### What is expected
Find the word "grass" in the records and copy every line where it occurs.

Extracted records:

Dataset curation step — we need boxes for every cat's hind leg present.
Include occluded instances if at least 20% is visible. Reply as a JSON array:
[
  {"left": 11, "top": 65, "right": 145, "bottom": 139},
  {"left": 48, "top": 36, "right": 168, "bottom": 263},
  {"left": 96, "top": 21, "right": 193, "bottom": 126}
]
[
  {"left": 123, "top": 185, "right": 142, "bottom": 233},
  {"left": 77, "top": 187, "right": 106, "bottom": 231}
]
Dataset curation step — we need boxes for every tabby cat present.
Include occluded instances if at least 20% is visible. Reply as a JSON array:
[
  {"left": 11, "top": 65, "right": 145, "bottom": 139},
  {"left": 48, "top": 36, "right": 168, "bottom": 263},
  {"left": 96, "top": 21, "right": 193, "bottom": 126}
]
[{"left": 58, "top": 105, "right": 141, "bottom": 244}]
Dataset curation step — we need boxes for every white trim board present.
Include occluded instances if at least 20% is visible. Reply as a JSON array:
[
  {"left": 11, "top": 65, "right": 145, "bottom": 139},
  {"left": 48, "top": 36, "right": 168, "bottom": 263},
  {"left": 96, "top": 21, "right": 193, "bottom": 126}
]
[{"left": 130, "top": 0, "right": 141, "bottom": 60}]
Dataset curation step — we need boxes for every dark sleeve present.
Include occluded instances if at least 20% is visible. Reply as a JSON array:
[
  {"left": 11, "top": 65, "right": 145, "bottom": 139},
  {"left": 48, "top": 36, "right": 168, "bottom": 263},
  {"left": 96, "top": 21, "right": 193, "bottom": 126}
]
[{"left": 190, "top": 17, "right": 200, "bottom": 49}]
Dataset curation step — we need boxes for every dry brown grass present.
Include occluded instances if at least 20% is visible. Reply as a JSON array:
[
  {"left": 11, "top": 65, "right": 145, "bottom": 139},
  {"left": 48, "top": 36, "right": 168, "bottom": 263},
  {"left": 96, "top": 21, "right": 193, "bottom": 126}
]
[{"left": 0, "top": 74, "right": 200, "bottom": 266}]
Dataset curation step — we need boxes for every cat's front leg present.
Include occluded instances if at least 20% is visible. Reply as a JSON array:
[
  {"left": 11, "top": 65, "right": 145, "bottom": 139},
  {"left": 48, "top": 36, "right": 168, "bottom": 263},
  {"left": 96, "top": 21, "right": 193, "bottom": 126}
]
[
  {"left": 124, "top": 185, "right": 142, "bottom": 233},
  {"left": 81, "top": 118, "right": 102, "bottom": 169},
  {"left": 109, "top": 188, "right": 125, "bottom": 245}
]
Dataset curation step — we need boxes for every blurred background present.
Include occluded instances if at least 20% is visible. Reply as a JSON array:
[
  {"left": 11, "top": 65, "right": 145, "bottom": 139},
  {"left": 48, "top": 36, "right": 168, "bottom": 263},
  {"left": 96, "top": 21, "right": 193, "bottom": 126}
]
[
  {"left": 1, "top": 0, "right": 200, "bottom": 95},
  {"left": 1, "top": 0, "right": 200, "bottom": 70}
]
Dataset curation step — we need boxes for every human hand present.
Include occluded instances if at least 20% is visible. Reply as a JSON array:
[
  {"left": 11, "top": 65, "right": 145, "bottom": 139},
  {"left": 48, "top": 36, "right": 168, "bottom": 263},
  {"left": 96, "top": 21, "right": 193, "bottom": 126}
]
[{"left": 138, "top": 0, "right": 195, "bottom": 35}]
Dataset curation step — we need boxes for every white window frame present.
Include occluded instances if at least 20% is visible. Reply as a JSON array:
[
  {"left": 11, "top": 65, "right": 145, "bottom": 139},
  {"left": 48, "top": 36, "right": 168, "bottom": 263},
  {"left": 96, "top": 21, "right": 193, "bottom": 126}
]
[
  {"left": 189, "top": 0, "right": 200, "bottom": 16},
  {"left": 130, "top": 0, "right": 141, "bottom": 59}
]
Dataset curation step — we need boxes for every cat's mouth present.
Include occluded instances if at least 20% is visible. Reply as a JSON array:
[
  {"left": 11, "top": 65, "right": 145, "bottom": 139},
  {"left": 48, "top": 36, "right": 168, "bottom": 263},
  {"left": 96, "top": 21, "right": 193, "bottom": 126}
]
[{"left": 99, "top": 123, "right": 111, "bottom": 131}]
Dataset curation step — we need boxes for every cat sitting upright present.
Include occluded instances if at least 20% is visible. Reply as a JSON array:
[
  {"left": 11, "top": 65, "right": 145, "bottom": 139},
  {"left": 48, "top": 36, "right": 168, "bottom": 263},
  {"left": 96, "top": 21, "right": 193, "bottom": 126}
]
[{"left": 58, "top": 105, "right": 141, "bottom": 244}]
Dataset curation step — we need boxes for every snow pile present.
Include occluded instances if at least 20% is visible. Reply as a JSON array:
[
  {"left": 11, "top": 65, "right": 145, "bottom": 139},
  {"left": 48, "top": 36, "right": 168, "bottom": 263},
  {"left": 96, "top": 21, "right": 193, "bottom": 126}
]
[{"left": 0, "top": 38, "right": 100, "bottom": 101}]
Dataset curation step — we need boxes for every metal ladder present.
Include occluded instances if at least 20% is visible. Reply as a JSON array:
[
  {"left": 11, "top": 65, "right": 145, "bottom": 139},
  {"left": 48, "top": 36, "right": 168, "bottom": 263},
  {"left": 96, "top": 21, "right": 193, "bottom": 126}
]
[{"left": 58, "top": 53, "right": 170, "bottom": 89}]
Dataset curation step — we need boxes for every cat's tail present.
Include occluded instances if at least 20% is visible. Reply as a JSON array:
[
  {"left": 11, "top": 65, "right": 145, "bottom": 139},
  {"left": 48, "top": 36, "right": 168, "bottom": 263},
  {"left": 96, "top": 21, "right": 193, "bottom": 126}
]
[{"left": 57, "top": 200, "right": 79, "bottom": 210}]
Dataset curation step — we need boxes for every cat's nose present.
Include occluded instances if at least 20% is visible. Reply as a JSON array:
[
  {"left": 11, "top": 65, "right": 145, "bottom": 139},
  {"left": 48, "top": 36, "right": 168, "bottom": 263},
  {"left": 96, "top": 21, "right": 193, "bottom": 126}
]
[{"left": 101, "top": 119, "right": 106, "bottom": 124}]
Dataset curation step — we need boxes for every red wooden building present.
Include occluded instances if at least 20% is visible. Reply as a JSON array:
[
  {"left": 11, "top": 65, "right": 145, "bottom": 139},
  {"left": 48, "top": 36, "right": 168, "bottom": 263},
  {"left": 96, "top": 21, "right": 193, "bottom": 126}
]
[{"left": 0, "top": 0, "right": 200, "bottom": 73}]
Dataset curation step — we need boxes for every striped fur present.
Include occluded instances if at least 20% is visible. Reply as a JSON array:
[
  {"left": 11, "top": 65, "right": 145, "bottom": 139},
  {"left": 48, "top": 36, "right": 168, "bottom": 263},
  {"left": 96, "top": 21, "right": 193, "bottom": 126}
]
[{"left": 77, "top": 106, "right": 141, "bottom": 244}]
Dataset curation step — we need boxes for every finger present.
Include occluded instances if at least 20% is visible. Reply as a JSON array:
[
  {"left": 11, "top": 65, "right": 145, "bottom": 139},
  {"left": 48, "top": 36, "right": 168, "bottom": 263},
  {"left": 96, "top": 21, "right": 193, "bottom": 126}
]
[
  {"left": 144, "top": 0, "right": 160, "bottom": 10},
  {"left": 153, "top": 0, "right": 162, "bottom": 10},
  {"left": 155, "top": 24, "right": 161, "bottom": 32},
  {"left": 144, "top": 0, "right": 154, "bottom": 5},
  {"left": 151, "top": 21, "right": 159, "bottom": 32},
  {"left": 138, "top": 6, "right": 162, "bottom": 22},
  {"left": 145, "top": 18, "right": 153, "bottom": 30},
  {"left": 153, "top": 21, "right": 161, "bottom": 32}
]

* * *

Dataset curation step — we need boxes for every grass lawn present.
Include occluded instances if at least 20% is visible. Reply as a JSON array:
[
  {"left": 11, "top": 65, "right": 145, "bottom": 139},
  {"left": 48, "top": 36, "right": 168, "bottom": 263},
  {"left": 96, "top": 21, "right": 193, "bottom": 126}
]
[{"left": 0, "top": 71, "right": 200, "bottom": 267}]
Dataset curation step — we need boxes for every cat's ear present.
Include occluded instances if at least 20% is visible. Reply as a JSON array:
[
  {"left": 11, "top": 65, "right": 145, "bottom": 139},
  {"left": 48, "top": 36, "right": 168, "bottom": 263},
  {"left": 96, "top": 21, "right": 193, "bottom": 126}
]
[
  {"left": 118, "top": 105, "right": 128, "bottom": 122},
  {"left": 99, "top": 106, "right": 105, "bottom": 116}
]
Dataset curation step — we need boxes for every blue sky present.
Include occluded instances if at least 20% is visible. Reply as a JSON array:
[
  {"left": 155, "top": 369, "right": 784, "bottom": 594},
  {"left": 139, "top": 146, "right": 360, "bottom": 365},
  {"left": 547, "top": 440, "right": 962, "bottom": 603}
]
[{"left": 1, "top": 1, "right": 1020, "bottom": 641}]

### Answer for this exercise
Dataset curation step — we need boxes for every dry brown grass present.
Dataset curation step — we need boxes for every grass lawn present.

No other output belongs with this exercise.